Texto selecionado.
----

A discussão sobre a genômica ser uma nova e revolucionária ciência ou apenas uma técnica pedestre -ciência sem hipótese, como já se disse- encontra versão menos escolástica no dilema da publicidade que se pode ou deve dar às montanhas de dados genéticos que produz
Marcelo Leite é editor de Ciência da "Folha de SP", onde publicou este artigo (cienciaemdia@uol.com.br):
No Brasil, cientistas engajados no sequenciamento (soletração) do DNA de organismos de interesse agroindustrial, como eucalipto e cana-de-açúcar, sempre debatem a questão, mas o fazem entre as paredes de laboratórios e instituições de amparo à pesquisa.
Como a maior parte desse esforço é sustentada com dinheiro público, todo dado genético obtido nesse tipo de pesquisa deveria em princípio ser posto à disposição da comunidade científica brasileira e internacional nos bancos de dados de acesso livre, como o GenBank (http://www.ncbi.nlm.nih.gov/ Genbank).
O seqüenciamento do eucalipto terminou em fevereiro de 2002. Teve a participação de quatro empresas, cada uma investindo cerca de US$ 100 mil: Votorantim, Ripasa, Suzano e Duratex. A Fapesp (Fundação de Amparo à Pesquisa do Estado de SP), que catalisou a formação do consórcio, deu US$ 530 mil.
Todos os parceiros firmaram um acordo de propriedade intelectual sobre possíveis aplicações dos genes identificados. Afinal, há muitos interesses em jogo: o Brasil tem mais de 3 milhões de hectares de área plantada de eucalipto e produz cerca de 6,3 milhões de toneladas de celulose por ano.
Até hoje não saiu um artigo científico apresentando os resultados do trabalho -as revistas especializadas costumam exigir que os autores ponham as seqüências de DNA à disposição de outros cientistas no GenBank.
Já o genoma da cana-de-açúcar, com um custo de R$ 4,4 milhões bancados pela Fapesp e minoritariamente pela empresa Copersucar, seguiu percurso diverso.
O anúncio da finalização do sequenciamento dos genes da planta que responde por 30% do produto agrícola do Estado de SP, há dois meses, foi paralelo ao da aceitação de um 'paper' na revista especializada 'Genome Research' (http://www.genome.org).

----

Tarefa proposta.
Transcreva, do texto sobre genômica, o trecho que vai de "Como a maior" até "GenBank (http://www.ncbi.nlm.nih.gov/ Genbank).", inclusive.

Dados de localização de pontos em imagens.
----

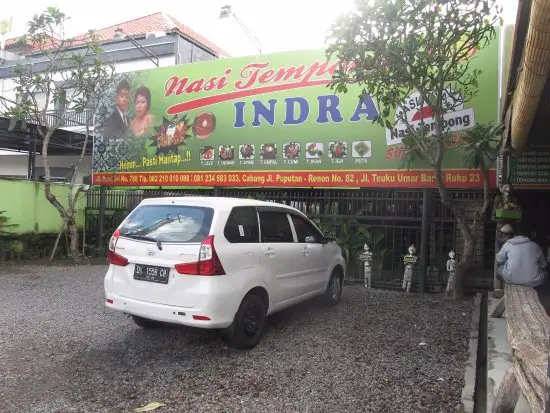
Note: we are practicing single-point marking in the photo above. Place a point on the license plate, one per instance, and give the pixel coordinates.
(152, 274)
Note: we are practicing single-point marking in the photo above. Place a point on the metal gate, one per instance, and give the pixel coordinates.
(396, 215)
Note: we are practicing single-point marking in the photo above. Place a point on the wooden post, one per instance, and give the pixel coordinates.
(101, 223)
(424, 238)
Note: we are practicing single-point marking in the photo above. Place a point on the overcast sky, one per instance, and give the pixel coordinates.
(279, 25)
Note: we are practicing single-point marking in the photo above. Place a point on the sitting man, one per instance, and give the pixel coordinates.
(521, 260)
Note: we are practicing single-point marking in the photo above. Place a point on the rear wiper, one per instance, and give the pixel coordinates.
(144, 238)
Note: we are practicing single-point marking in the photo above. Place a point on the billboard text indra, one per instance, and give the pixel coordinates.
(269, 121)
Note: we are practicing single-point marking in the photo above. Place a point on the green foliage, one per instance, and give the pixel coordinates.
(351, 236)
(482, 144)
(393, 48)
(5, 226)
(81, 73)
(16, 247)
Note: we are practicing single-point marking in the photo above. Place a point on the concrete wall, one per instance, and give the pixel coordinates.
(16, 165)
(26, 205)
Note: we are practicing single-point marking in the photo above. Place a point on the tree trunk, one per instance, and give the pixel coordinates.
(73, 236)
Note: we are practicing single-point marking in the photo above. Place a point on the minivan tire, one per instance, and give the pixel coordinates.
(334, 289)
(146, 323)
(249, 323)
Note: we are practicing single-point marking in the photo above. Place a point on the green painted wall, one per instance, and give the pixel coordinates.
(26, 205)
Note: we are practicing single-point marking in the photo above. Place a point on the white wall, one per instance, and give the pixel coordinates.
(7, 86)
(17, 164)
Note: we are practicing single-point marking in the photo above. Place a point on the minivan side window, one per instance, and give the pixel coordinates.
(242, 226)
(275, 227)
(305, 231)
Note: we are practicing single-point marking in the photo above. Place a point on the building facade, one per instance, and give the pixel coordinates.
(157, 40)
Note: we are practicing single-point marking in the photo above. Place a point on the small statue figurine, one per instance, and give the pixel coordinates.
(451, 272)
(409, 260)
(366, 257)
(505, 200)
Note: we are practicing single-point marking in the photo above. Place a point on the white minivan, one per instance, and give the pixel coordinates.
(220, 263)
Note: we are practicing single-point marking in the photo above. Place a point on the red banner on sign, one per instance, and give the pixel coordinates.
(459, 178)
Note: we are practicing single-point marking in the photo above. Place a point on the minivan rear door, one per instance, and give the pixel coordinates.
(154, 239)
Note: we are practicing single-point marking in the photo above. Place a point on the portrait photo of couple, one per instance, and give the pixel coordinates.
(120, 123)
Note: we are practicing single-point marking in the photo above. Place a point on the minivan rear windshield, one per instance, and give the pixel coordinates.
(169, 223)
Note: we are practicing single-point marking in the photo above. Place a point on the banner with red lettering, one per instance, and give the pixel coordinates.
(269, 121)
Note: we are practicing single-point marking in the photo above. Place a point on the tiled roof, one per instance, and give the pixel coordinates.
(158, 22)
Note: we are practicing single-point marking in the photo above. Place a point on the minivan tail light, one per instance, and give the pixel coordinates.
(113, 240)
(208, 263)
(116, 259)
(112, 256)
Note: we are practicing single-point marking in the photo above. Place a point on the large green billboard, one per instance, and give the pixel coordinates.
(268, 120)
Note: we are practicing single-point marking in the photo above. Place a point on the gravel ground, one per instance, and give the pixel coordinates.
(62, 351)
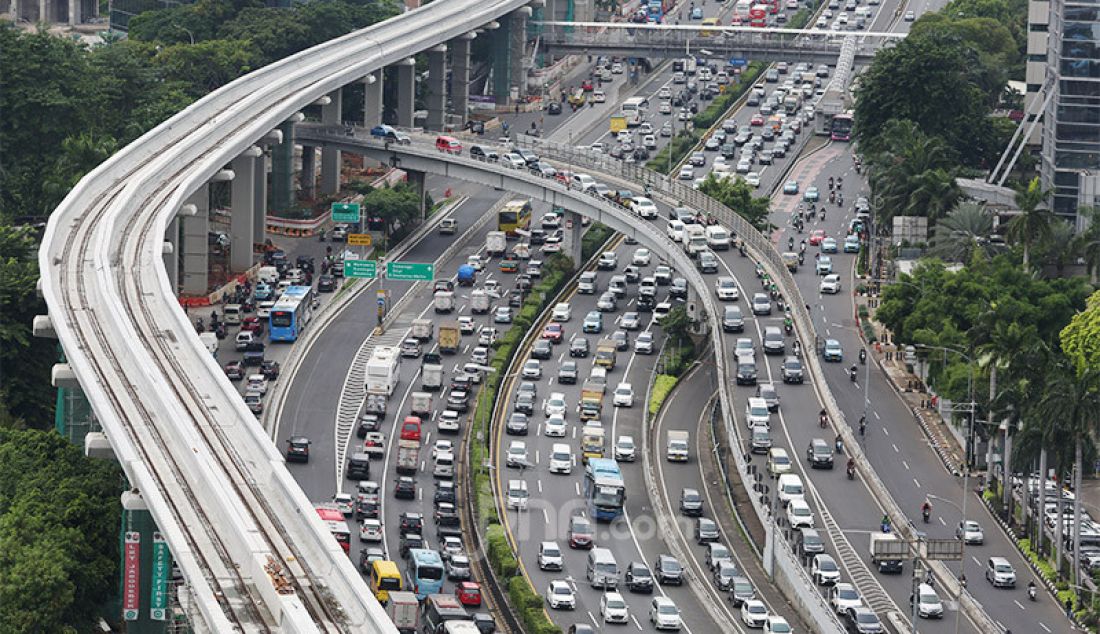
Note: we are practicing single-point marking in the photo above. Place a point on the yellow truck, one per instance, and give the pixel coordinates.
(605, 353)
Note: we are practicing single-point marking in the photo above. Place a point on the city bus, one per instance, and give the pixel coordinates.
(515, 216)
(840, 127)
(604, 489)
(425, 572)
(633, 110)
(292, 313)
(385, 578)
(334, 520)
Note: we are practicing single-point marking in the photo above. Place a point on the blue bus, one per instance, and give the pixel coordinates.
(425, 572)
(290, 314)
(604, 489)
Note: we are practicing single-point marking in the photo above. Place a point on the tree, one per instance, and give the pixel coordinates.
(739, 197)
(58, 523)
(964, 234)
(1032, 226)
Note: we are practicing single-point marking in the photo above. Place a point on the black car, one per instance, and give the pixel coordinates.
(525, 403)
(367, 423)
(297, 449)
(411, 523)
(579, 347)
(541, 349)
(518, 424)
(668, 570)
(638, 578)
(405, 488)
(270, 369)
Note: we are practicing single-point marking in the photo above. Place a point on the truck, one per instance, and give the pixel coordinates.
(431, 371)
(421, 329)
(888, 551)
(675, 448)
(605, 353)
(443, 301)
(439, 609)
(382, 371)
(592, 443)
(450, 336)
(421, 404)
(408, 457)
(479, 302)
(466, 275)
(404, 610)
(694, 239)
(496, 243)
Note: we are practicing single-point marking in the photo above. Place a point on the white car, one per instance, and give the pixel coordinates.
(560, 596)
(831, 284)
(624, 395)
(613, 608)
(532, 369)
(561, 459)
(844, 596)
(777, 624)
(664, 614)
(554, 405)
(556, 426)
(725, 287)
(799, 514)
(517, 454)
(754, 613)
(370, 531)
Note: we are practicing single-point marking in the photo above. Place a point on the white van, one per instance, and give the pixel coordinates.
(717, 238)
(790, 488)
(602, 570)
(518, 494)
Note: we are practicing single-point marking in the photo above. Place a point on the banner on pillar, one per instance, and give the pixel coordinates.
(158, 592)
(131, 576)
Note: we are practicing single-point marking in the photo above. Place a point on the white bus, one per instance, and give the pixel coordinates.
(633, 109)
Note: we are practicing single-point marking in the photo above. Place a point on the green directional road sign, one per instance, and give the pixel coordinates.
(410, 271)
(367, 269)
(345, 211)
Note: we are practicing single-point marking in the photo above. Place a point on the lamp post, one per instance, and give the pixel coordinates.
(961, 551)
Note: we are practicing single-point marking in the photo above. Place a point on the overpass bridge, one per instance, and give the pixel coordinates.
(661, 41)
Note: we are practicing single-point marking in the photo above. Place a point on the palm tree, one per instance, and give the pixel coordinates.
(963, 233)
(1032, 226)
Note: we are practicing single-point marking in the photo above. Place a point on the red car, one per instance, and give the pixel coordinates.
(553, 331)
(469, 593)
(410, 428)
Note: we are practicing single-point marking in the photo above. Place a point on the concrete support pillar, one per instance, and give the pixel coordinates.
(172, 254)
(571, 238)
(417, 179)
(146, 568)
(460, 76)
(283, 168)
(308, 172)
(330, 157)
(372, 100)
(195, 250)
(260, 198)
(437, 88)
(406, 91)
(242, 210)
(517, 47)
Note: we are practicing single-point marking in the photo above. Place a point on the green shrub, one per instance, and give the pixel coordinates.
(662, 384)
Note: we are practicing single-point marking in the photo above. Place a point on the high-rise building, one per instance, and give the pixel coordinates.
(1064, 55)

----

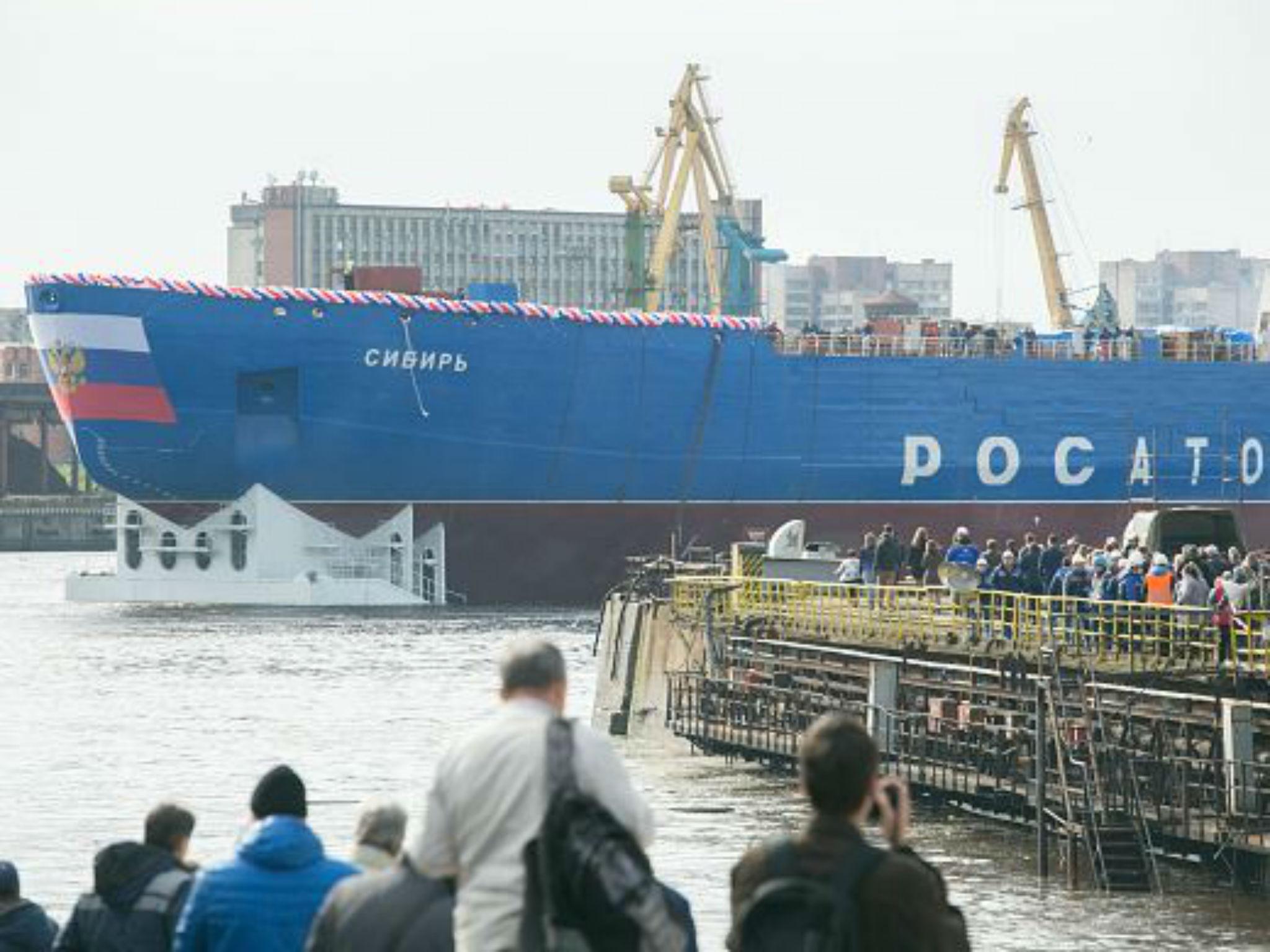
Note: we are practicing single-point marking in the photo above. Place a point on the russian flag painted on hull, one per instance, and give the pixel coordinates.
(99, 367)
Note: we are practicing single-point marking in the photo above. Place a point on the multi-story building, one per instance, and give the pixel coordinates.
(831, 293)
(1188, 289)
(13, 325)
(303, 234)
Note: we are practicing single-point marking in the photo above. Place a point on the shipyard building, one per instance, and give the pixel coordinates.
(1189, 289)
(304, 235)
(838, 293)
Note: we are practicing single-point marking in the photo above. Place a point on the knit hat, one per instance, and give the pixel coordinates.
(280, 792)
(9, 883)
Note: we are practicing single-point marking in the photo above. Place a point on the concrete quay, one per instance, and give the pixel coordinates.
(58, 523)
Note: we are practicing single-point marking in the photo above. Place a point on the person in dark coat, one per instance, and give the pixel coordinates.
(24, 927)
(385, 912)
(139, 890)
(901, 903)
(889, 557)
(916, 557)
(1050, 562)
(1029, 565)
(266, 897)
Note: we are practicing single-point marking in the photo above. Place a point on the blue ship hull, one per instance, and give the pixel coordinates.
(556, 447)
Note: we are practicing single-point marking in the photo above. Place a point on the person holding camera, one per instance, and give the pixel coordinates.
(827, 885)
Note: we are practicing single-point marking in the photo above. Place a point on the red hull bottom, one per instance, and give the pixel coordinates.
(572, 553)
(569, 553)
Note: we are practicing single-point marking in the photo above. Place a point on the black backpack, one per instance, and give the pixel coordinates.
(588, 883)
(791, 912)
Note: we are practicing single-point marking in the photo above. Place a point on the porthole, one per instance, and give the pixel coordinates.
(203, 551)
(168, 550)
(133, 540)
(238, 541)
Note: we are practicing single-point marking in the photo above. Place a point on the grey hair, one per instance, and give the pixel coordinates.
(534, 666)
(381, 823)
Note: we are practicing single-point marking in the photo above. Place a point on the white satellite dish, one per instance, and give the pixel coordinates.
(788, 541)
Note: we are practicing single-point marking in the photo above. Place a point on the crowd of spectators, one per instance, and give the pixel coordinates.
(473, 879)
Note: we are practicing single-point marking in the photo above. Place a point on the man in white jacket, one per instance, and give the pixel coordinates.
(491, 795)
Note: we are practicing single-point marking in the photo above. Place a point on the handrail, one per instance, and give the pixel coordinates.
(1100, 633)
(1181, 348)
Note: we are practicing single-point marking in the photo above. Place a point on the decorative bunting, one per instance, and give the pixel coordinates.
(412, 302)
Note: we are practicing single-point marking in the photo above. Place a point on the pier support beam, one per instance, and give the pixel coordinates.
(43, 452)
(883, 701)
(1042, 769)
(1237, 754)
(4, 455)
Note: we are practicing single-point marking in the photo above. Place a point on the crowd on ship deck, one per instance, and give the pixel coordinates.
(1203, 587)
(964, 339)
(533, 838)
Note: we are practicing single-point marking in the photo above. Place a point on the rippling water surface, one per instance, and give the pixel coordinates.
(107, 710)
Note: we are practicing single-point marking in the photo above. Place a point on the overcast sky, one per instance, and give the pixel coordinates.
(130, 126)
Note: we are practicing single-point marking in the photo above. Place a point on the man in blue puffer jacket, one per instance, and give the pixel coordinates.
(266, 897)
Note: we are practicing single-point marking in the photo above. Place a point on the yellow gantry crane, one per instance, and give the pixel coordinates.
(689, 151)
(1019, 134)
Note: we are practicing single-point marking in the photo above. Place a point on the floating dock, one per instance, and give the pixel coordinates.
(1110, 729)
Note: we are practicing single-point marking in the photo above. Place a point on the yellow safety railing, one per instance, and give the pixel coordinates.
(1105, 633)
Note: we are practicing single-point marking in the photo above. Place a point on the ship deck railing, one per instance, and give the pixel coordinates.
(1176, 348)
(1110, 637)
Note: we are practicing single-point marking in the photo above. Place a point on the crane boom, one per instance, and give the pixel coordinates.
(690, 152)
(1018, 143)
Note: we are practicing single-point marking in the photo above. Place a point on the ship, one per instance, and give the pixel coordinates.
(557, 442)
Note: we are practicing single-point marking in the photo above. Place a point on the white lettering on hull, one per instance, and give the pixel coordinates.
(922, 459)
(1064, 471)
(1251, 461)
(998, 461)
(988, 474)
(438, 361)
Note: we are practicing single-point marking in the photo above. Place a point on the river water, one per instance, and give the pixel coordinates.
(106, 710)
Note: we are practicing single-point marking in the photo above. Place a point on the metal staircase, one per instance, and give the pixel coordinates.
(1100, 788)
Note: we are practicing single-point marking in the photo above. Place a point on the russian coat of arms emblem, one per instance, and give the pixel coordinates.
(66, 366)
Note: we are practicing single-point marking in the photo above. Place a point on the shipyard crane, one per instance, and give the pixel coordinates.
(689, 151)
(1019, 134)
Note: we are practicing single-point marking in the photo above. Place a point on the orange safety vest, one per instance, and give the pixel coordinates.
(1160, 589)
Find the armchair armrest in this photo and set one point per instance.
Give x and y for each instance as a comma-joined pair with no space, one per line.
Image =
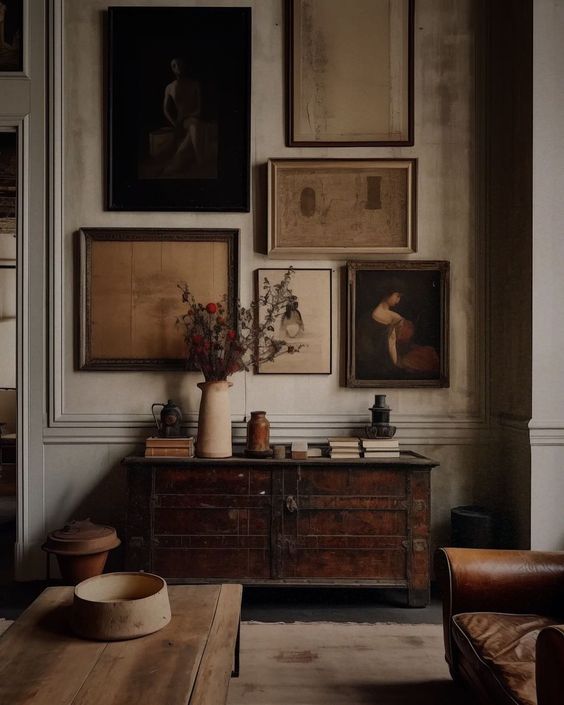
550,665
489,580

----

Exercício resolvido.
Como a maior parte desse esforço é sustentada com dinheiro público, todo dado genético obtido nesse tipo de pesquisa deveria em princípio ser posto à disposição da comunidade científica brasileira e internacional nos bancos de dados de acesso livre, como o GenBank (http://www.ncbi.nlm.nih.gov/ Genbank).